Copy out everything from "Challenge: I say there's no metal" down to "80 55 207 75", swapping "metal roof" for "tin roof" and keeping the rest unchanged.

## DATASET:
/---

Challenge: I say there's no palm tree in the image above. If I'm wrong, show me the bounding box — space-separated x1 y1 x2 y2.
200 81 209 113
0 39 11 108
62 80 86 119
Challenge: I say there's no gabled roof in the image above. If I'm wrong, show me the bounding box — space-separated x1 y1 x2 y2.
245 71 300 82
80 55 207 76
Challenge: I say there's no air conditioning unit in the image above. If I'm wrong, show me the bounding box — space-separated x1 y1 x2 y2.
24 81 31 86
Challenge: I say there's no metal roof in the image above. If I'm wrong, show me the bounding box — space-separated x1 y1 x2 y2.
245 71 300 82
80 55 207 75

\---
/---

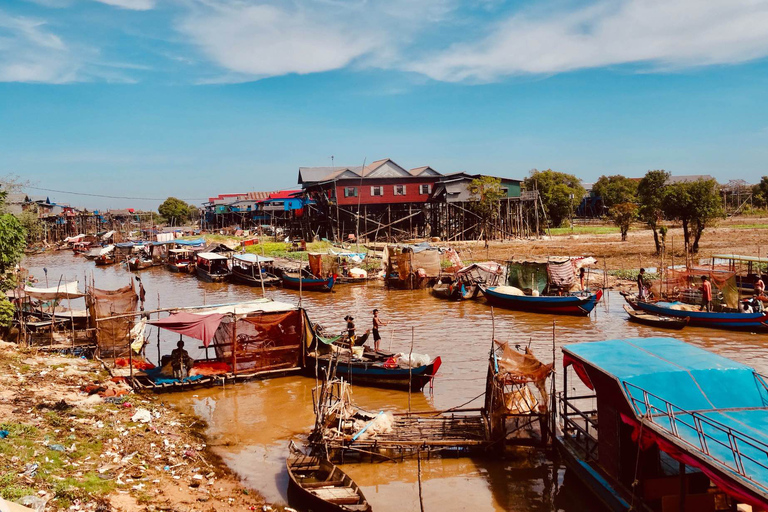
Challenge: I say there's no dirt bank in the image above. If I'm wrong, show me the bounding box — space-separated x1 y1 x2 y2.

\---
/---

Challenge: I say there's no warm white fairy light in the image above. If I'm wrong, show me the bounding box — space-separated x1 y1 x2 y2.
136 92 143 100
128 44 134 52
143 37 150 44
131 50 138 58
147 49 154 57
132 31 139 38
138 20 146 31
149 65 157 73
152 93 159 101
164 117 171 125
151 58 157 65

\---

## CORRECT OUTPUT:
Challenge: I say there's no tin roof in the image above. If I'm wrong, show me the bounding box — space-separated x1 y1 x2 y2.
245 71 300 82
80 55 207 75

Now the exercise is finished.